[Dataset entries]
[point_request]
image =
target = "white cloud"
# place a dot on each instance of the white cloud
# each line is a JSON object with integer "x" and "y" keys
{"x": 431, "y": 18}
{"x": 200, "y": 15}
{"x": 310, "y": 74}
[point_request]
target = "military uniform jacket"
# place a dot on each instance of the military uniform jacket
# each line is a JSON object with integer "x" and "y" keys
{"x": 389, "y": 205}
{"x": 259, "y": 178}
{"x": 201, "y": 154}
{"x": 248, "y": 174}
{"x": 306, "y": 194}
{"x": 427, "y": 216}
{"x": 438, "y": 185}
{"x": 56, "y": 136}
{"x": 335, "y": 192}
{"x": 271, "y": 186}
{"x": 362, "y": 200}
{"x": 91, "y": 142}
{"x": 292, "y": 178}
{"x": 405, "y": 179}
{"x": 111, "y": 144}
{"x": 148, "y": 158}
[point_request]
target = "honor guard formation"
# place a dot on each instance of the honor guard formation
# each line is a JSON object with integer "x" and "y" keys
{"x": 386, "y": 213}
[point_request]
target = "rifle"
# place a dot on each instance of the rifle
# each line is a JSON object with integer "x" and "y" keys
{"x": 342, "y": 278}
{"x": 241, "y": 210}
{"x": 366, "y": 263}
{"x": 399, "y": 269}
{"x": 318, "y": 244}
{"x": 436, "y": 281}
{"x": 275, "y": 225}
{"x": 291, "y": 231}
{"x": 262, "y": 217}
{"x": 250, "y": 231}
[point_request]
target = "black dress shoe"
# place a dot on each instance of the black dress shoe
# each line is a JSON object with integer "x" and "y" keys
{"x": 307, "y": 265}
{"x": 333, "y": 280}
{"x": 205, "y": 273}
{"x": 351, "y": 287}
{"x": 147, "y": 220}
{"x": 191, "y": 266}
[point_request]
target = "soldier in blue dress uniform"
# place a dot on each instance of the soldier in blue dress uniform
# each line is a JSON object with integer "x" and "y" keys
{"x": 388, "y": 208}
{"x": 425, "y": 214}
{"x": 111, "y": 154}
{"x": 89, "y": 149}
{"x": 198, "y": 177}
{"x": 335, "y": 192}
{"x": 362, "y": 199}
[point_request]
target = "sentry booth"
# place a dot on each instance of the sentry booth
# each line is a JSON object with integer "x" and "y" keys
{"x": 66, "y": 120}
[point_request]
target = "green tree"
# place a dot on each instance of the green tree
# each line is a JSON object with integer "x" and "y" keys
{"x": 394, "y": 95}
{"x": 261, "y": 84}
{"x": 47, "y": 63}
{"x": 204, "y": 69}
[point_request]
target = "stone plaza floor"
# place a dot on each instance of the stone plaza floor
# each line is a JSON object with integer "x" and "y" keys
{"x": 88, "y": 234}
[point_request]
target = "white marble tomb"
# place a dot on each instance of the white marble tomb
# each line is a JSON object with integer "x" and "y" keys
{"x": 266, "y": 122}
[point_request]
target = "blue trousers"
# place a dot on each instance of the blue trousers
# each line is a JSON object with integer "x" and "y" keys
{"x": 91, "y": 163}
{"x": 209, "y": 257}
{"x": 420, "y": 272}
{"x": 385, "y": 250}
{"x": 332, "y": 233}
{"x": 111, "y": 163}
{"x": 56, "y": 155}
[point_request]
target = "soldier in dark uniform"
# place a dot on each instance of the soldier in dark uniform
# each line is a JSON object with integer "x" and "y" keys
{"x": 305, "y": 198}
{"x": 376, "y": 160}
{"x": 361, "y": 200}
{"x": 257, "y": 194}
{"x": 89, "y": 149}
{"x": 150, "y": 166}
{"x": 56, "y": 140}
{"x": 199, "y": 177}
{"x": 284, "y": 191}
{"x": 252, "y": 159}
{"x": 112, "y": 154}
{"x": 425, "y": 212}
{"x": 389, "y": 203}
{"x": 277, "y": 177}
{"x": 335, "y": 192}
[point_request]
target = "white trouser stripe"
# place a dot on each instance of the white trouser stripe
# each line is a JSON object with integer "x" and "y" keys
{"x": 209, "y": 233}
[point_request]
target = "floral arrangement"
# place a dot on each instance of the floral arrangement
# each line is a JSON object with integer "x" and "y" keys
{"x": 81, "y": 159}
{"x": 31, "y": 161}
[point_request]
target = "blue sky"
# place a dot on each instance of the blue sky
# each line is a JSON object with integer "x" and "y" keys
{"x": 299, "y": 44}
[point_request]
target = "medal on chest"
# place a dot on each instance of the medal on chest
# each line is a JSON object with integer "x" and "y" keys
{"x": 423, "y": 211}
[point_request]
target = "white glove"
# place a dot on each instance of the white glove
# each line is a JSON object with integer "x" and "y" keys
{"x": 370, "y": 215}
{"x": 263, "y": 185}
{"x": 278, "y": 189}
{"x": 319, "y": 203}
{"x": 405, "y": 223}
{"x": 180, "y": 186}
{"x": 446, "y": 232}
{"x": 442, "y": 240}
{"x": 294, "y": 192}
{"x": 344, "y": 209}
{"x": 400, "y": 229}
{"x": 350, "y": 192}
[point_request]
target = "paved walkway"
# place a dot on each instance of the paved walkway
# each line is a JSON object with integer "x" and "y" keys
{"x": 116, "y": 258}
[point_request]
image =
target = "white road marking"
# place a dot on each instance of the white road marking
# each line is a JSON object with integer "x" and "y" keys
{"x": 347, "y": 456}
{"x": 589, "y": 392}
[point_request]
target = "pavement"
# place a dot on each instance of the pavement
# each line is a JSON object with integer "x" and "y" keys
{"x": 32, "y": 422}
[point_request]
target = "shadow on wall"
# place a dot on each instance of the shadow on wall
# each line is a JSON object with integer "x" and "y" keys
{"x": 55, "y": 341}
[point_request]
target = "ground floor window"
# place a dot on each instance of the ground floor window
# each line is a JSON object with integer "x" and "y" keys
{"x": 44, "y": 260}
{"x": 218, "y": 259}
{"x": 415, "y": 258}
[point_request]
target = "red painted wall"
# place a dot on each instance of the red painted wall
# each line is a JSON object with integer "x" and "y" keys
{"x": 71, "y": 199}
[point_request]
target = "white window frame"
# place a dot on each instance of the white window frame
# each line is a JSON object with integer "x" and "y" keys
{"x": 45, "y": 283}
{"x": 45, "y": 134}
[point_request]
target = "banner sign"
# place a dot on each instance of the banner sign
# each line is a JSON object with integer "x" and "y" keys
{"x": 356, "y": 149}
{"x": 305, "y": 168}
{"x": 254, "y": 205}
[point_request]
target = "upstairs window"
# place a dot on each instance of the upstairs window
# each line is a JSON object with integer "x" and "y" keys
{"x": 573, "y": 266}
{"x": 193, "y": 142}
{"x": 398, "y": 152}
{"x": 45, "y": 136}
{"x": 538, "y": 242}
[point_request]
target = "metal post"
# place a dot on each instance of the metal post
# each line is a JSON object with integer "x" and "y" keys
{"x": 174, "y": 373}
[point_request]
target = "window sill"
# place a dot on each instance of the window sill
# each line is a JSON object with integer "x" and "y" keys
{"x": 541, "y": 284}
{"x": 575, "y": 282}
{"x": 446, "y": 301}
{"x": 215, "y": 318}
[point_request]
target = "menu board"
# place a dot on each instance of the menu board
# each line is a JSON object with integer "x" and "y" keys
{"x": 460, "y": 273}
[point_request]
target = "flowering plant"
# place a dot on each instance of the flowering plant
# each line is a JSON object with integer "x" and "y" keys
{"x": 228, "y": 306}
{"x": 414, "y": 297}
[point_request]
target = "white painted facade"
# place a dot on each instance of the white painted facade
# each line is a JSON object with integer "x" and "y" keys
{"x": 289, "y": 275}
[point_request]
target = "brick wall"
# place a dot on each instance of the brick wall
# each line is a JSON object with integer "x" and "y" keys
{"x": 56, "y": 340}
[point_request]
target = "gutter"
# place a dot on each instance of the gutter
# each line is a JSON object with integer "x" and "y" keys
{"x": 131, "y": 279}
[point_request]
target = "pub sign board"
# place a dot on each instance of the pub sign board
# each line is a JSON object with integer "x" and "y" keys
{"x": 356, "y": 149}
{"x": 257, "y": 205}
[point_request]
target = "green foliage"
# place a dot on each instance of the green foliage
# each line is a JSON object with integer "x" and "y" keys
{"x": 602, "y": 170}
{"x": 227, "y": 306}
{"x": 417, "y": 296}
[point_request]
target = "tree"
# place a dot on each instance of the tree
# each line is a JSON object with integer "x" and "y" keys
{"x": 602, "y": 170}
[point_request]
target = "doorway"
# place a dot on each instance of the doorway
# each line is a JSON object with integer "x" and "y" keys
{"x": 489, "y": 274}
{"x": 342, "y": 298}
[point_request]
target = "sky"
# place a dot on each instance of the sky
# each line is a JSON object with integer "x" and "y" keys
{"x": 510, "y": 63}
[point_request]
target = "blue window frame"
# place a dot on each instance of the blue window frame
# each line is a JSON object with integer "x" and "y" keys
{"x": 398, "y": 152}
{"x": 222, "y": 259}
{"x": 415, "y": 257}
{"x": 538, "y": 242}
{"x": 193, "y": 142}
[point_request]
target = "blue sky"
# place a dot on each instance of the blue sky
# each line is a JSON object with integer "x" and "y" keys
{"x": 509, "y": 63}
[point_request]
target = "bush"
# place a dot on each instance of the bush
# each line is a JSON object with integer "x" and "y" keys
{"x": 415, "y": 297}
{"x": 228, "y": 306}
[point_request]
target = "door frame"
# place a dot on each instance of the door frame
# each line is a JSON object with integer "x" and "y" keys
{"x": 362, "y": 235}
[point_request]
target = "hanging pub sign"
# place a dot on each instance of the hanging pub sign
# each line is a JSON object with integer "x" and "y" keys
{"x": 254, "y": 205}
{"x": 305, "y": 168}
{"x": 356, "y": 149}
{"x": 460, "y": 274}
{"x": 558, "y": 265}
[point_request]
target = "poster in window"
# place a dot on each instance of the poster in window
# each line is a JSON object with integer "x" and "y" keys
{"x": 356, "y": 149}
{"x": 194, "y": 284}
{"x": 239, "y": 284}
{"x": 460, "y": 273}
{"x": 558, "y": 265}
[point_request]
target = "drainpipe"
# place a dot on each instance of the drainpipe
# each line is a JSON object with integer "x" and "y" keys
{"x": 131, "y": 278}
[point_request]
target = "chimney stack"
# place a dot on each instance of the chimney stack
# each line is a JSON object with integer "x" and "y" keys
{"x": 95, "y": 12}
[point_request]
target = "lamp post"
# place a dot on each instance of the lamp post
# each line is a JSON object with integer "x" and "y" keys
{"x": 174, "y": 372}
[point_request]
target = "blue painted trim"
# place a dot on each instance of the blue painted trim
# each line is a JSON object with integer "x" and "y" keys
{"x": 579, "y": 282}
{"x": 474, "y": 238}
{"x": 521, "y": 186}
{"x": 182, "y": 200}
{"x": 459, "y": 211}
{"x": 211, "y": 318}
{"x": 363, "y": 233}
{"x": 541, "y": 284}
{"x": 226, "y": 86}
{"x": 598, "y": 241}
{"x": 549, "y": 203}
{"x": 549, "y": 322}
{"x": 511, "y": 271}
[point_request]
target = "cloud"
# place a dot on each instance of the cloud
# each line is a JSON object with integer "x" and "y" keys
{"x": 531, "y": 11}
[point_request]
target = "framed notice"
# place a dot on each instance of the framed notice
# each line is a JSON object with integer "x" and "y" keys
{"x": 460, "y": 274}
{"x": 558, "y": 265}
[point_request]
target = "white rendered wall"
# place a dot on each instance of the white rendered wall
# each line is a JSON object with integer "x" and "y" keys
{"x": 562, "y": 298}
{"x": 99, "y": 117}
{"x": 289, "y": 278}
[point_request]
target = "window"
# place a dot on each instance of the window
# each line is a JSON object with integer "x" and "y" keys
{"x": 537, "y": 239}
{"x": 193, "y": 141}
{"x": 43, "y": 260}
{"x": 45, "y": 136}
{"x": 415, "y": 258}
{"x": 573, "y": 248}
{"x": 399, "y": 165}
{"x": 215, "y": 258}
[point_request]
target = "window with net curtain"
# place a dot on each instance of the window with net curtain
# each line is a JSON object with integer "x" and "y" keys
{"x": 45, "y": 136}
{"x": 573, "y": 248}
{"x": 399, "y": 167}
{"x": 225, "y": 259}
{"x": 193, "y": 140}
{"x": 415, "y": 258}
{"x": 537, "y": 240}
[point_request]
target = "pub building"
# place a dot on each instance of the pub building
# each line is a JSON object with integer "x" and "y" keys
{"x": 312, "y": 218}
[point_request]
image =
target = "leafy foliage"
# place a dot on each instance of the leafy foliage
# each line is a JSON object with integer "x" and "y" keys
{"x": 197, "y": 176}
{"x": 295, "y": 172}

> [Instructions for the task]
Pull out each line in these records that contains the string "military".

> [Result of this exercise]
target = "military uniform jacket"
# place a dot on each instance of the military uniform jacket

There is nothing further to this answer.